Task details: In the material below, repeat only the lines from the one that holds "For each instance of the child holding" through the final line, exactly as they stand.

Data in this exercise:
________________________

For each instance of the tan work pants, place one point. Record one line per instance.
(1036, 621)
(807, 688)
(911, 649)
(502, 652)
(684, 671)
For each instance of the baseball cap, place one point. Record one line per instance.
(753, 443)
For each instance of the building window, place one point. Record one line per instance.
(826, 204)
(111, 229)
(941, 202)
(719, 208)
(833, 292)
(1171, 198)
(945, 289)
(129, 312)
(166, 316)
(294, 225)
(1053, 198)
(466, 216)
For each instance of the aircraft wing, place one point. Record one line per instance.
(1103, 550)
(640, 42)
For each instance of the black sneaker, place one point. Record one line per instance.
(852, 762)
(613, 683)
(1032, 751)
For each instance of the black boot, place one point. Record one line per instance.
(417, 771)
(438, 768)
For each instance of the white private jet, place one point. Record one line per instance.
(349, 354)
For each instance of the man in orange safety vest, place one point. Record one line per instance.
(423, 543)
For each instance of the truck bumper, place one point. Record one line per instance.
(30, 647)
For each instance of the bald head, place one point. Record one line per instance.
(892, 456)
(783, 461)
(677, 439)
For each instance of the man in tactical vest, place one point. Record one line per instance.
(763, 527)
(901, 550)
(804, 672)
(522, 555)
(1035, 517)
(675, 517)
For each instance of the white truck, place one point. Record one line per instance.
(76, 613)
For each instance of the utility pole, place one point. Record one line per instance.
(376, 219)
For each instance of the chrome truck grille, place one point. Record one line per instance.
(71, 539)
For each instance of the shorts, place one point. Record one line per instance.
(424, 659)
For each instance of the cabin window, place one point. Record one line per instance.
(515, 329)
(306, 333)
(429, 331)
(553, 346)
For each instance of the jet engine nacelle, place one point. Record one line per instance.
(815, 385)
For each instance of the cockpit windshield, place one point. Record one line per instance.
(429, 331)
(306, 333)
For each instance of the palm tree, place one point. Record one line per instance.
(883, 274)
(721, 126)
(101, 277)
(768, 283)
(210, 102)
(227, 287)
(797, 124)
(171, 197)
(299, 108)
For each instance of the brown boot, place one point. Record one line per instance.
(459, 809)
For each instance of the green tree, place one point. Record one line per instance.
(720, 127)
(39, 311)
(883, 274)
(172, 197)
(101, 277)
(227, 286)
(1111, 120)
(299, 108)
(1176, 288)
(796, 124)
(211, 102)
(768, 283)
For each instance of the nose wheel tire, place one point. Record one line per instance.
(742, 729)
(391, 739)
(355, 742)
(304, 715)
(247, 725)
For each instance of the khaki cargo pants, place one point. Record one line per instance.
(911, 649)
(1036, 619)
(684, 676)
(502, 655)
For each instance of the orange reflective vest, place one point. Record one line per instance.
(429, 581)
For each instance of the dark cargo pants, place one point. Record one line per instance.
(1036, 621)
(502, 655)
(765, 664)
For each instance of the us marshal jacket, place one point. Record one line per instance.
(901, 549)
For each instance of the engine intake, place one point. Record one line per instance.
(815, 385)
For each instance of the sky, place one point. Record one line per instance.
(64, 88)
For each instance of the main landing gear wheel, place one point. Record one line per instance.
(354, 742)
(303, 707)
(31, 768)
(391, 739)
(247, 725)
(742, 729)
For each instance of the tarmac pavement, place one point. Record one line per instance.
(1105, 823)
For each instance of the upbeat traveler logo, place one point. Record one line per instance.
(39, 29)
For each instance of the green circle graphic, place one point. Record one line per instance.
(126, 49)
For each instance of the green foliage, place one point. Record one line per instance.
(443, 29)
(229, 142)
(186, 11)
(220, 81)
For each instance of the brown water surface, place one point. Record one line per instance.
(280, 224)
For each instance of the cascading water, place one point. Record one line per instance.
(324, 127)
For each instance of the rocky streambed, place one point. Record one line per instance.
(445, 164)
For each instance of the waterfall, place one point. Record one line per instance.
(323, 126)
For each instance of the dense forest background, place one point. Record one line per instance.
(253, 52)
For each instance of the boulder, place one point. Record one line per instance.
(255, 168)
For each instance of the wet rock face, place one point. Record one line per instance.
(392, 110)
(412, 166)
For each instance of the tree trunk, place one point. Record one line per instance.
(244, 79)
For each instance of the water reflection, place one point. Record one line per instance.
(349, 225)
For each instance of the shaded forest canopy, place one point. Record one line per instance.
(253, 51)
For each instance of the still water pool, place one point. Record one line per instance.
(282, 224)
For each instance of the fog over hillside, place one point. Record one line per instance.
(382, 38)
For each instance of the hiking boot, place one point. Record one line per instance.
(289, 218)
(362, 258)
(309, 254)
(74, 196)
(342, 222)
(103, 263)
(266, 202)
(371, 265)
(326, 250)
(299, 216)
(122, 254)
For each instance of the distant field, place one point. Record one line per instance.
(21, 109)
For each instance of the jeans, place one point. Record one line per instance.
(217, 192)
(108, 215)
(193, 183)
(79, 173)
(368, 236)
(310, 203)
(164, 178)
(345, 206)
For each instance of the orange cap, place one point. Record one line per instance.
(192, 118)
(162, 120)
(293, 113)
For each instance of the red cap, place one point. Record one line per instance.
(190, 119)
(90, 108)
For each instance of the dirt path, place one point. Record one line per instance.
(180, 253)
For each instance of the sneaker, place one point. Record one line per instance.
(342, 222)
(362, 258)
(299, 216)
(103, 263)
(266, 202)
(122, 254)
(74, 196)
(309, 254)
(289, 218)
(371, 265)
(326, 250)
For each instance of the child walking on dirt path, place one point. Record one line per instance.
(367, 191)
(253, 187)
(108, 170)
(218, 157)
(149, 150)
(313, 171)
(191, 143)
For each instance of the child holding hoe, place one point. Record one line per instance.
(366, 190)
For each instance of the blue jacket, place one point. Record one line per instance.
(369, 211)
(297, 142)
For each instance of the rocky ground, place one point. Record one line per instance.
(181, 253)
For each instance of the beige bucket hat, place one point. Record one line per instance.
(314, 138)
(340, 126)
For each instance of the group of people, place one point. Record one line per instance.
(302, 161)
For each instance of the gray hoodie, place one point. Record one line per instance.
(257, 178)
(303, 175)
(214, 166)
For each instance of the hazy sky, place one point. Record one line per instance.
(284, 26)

________________________

Written response:
For each instance of the child holding hoe, place one point. Record one line per instance.
(366, 190)
For each instance of the blue jacket, place one point. Record one line per instance.
(369, 211)
(297, 142)
For each instance of the rocky ground, place one point. Record one line per instance.
(181, 253)
For each instance of the beige bucket hat, place one point. Record one line per instance.
(314, 138)
(340, 126)
For each instance of the group of people, place one point. Record one line per instance.
(302, 161)
For each instance of the gray hoodie, place one point. Record one line per instance.
(257, 178)
(303, 175)
(214, 166)
For each instance of the hazy sky, place one point. Record one line per instance.
(284, 26)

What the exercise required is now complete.